### EXERCISE GOAL:
Will you print the material below without altering a single character?

-- Start of PROVIDED RECORDS --

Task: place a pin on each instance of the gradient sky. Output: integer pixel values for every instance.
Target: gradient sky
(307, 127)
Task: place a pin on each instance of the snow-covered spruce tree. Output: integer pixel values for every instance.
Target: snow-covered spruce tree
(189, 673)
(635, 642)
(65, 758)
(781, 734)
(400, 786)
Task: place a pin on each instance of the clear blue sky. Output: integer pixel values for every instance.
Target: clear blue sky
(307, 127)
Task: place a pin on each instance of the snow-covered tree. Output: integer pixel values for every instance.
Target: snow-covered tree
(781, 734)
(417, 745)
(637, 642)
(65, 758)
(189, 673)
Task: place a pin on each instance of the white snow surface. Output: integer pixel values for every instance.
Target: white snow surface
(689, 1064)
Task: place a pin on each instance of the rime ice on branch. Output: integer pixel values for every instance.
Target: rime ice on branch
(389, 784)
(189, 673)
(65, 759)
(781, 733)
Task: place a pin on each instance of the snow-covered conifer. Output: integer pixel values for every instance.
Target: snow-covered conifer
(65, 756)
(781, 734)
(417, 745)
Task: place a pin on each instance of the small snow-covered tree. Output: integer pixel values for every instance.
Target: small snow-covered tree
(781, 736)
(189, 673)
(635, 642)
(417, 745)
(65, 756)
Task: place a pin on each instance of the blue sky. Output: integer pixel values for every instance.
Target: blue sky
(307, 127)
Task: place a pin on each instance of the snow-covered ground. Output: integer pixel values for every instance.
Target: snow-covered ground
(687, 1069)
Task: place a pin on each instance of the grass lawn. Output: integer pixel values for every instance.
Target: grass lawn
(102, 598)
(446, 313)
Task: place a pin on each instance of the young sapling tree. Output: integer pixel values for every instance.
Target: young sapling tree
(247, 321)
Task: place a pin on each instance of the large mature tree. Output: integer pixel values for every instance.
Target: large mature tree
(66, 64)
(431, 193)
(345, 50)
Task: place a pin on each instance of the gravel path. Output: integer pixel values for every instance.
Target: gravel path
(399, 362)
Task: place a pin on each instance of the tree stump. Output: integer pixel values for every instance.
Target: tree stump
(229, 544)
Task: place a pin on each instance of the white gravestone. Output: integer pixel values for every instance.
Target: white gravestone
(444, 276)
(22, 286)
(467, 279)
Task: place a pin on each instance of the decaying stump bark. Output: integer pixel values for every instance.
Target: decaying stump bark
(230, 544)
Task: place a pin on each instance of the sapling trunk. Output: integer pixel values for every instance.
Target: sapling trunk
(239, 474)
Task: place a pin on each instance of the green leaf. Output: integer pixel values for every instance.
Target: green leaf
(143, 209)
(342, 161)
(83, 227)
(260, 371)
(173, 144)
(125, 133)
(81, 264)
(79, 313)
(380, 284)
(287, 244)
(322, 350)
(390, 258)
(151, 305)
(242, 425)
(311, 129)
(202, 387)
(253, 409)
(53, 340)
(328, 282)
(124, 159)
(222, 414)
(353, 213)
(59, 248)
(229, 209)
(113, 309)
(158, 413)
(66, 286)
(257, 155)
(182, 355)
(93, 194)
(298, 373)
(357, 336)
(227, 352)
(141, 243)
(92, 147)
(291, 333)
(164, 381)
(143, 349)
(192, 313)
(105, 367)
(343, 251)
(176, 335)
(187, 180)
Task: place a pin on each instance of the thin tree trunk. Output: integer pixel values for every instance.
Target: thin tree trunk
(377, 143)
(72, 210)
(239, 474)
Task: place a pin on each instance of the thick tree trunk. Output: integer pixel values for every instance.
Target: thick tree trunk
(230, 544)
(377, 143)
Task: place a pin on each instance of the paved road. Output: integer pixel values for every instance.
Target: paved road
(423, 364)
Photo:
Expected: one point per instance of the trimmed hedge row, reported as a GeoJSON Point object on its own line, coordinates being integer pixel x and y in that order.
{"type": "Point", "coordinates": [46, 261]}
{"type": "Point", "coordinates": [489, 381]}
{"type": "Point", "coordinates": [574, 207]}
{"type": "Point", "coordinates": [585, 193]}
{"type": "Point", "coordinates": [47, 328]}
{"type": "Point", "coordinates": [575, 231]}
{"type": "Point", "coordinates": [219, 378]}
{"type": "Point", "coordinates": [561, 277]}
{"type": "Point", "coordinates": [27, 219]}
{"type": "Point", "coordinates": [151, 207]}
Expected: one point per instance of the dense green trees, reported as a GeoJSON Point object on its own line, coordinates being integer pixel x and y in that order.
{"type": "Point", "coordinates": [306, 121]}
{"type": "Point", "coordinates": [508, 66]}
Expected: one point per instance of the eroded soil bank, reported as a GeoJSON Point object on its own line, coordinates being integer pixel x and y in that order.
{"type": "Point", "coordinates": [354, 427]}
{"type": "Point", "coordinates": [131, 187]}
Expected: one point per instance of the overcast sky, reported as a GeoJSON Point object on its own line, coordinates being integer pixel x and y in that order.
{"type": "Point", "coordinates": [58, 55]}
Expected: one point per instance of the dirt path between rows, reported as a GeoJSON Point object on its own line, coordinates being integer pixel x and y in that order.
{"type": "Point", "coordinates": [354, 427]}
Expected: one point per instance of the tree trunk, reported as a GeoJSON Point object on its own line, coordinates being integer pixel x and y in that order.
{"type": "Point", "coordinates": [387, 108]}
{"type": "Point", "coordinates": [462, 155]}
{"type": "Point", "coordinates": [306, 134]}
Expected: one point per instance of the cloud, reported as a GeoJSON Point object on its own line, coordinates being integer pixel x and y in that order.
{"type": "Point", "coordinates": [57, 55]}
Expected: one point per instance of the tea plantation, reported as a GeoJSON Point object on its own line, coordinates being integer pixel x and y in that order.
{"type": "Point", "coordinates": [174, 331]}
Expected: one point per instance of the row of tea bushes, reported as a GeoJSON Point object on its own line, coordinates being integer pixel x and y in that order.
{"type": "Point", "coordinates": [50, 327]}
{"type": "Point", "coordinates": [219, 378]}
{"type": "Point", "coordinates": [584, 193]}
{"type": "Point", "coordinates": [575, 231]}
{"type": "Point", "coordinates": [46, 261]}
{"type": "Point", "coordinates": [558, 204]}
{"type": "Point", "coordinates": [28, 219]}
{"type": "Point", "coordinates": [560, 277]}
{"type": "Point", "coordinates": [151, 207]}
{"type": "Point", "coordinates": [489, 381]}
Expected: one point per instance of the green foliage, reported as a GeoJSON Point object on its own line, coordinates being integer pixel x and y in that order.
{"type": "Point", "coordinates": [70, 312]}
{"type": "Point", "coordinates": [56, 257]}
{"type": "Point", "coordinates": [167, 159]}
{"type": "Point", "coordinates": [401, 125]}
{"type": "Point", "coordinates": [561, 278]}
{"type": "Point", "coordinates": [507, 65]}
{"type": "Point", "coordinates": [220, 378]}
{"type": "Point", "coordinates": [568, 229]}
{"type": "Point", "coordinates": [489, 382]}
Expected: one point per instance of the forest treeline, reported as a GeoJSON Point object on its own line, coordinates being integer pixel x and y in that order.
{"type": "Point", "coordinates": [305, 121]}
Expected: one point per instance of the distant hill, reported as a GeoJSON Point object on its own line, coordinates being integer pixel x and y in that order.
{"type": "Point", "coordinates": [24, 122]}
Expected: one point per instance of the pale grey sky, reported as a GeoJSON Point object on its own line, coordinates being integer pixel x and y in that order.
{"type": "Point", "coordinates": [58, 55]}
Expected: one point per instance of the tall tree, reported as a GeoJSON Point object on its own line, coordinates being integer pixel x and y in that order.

-- End of PROVIDED RECORDS --

### RESULT OF THIS TASK:
Task: place a pin on each instance of the gradient sky. Output: integer pixel values for every instance.
Target: gradient sky
(307, 127)
Task: place a pin on each instance of the snow-covered spruce tree. Output: integer pixel values for every instance.
Target: snow-covered spruce tree
(189, 673)
(635, 642)
(65, 758)
(781, 734)
(400, 786)
Task: place a pin on each instance of the clear blue sky. Output: integer pixel values for every instance.
Target: clear blue sky
(307, 127)
Task: place a pin on each instance of the snow-covered tree. Output: integer pixel values for every instance.
Target: snow-covered tree
(781, 734)
(417, 745)
(637, 642)
(65, 758)
(189, 673)
Task: place a pin on each instance of the white snow surface. Output: integer pixel values for every instance.
Target: white snow surface
(689, 1064)
Task: place a pin on each instance of the rime ice on branch. Output: integer pixel values for every instance.
Target: rime ice on branch
(389, 784)
(189, 673)
(65, 759)
(781, 733)
Task: place a pin on each instance of the snow-covered conifer. Output: integer pixel values for every instance.
Target: snow-covered conifer
(65, 756)
(781, 734)
(417, 745)
Task: place a pin on each instance of the small snow-covered tree. Output: integer pixel values for every instance.
Target: small snow-covered tree
(781, 736)
(189, 673)
(635, 642)
(417, 745)
(65, 756)
Task: place a pin on each instance of the blue sky. Output: integer pixel values for every instance.
Target: blue sky
(307, 127)
Task: place a pin on each instance of the snow-covered ground. Output: integer pixel values for every instance.
Target: snow-covered ground
(687, 1069)
Task: place a pin on each instance of the grass lawn. Output: integer pixel values for every instance.
Target: grass lawn
(102, 598)
(446, 313)
Task: place a pin on each instance of the young sapling tree. Output: integer pixel values for every instance.
Target: young sapling tree
(247, 321)
Task: place a pin on each instance of the large mature tree. Output: integer pixel values for every instance.
Target: large mature tree
(66, 64)
(431, 193)
(345, 50)
Task: place a pin on each instance of the gravel path. Output: integer pixel values for every instance.
Target: gravel path
(399, 362)
Task: place a pin on each instance of the tree stump. Output: integer pixel values for every instance.
Target: tree stump
(229, 544)
Task: place a pin on each instance of the white gravestone. Output: integer pixel values for every instance.
Target: white gravestone
(444, 276)
(22, 286)
(467, 279)
Task: place a pin on each instance of the decaying stump bark. Output: integer pixel values for every instance.
Target: decaying stump bark
(230, 544)
Task: place a pin on each instance of the sapling trunk. Output: integer pixel values for every instance.
Target: sapling trunk
(239, 474)
Task: place a pin on each instance of the green leaf. Output: integer pixel values for every instance.
Target: green leaf
(143, 209)
(342, 161)
(83, 227)
(260, 371)
(173, 144)
(125, 133)
(81, 264)
(79, 313)
(380, 284)
(287, 244)
(322, 350)
(390, 258)
(151, 305)
(242, 425)
(311, 129)
(202, 387)
(253, 409)
(53, 340)
(328, 282)
(124, 159)
(222, 414)
(353, 213)
(59, 248)
(229, 209)
(113, 309)
(158, 413)
(66, 286)
(257, 155)
(182, 355)
(93, 194)
(298, 373)
(357, 336)
(227, 352)
(141, 243)
(92, 147)
(291, 333)
(164, 381)
(143, 349)
(192, 313)
(105, 367)
(343, 251)
(176, 335)
(187, 180)
Task: place a pin on each instance of the thin tree trunk. Output: integer pixel values for every instance.
Target: thin tree trunk
(377, 143)
(72, 210)
(239, 474)
Task: place a pin on each instance of the thick tree trunk. Output: integer pixel values for every instance.
Target: thick tree trunk
(230, 544)
(377, 143)
Task: place a pin on each instance of the paved road. Output: integer pixel values for every instance.
Target: paved road
(423, 364)
Photo:
Expected: one point per instance of the trimmed hedge row, reported as a GeoJSON Point object on its own line, coordinates being integer pixel x and y in that order.
{"type": "Point", "coordinates": [46, 261]}
{"type": "Point", "coordinates": [489, 381]}
{"type": "Point", "coordinates": [574, 207]}
{"type": "Point", "coordinates": [585, 193]}
{"type": "Point", "coordinates": [47, 328]}
{"type": "Point", "coordinates": [575, 231]}
{"type": "Point", "coordinates": [219, 378]}
{"type": "Point", "coordinates": [561, 277]}
{"type": "Point", "coordinates": [27, 219]}
{"type": "Point", "coordinates": [151, 207]}
Expected: one point per instance of the dense green trees, reported as a GeoJSON Point object on its own line, coordinates being integer pixel x and y in that order.
{"type": "Point", "coordinates": [306, 121]}
{"type": "Point", "coordinates": [508, 66]}
Expected: one point per instance of the eroded soil bank, reported as a GeoJSON Point object on its own line, coordinates being integer pixel x and y in that order.
{"type": "Point", "coordinates": [354, 427]}
{"type": "Point", "coordinates": [131, 187]}
Expected: one point per instance of the overcast sky, reported as a GeoJSON Point object on its own line, coordinates being integer pixel x and y in that order.
{"type": "Point", "coordinates": [58, 55]}
Expected: one point per instance of the dirt path between rows, reported as a GeoJSON Point object on its own line, coordinates being integer pixel x and y in that order.
{"type": "Point", "coordinates": [354, 427]}
Expected: one point per instance of the tree trunk, reported as a GeoJSON Point object on its own line, coordinates being integer pixel x and y in that order.
{"type": "Point", "coordinates": [387, 108]}
{"type": "Point", "coordinates": [462, 155]}
{"type": "Point", "coordinates": [306, 134]}
Expected: one point per instance of the cloud, reported as a GeoJSON Point object on its own line, coordinates being integer pixel x and y in that order.
{"type": "Point", "coordinates": [57, 55]}
Expected: one point per instance of the tea plantation, reported as a GeoJSON Point object on its own line, coordinates being integer pixel x and y in that order.
{"type": "Point", "coordinates": [174, 331]}
Expected: one point per instance of the row of tea bushes, reported as a GeoJSON Point object on its own line, coordinates being integer pixel x and y in that order.
{"type": "Point", "coordinates": [50, 327]}
{"type": "Point", "coordinates": [219, 378]}
{"type": "Point", "coordinates": [584, 193]}
{"type": "Point", "coordinates": [575, 231]}
{"type": "Point", "coordinates": [46, 261]}
{"type": "Point", "coordinates": [558, 204]}
{"type": "Point", "coordinates": [28, 219]}
{"type": "Point", "coordinates": [560, 277]}
{"type": "Point", "coordinates": [151, 207]}
{"type": "Point", "coordinates": [489, 381]}
Expected: one point per instance of the green foliage, reported as a GeoJSON Point object on its own line, coordinates being integer pixel x and y in that order.
{"type": "Point", "coordinates": [70, 312]}
{"type": "Point", "coordinates": [56, 257]}
{"type": "Point", "coordinates": [167, 159]}
{"type": "Point", "coordinates": [401, 125]}
{"type": "Point", "coordinates": [561, 278]}
{"type": "Point", "coordinates": [507, 65]}
{"type": "Point", "coordinates": [220, 378]}
{"type": "Point", "coordinates": [568, 229]}
{"type": "Point", "coordinates": [489, 382]}
Expected: one point per instance of the forest treeline, reported as a GeoJSON Point object on its own line, coordinates being integer pixel x and y in that order.
{"type": "Point", "coordinates": [305, 121]}
Expected: one point per instance of the distant hill, reported as a GeoJSON Point object on its own line, coordinates being integer pixel x and y in that order.
{"type": "Point", "coordinates": [24, 122]}
Expected: one point per instance of the pale grey sky, reported as a GeoJSON Point object on its own line, coordinates being integer pixel x and y in that order.
{"type": "Point", "coordinates": [58, 55]}
Expected: one point per instance of the tall tree, reported as a GeoJSON Point object on its own line, coordinates being integer pixel x and y in that order.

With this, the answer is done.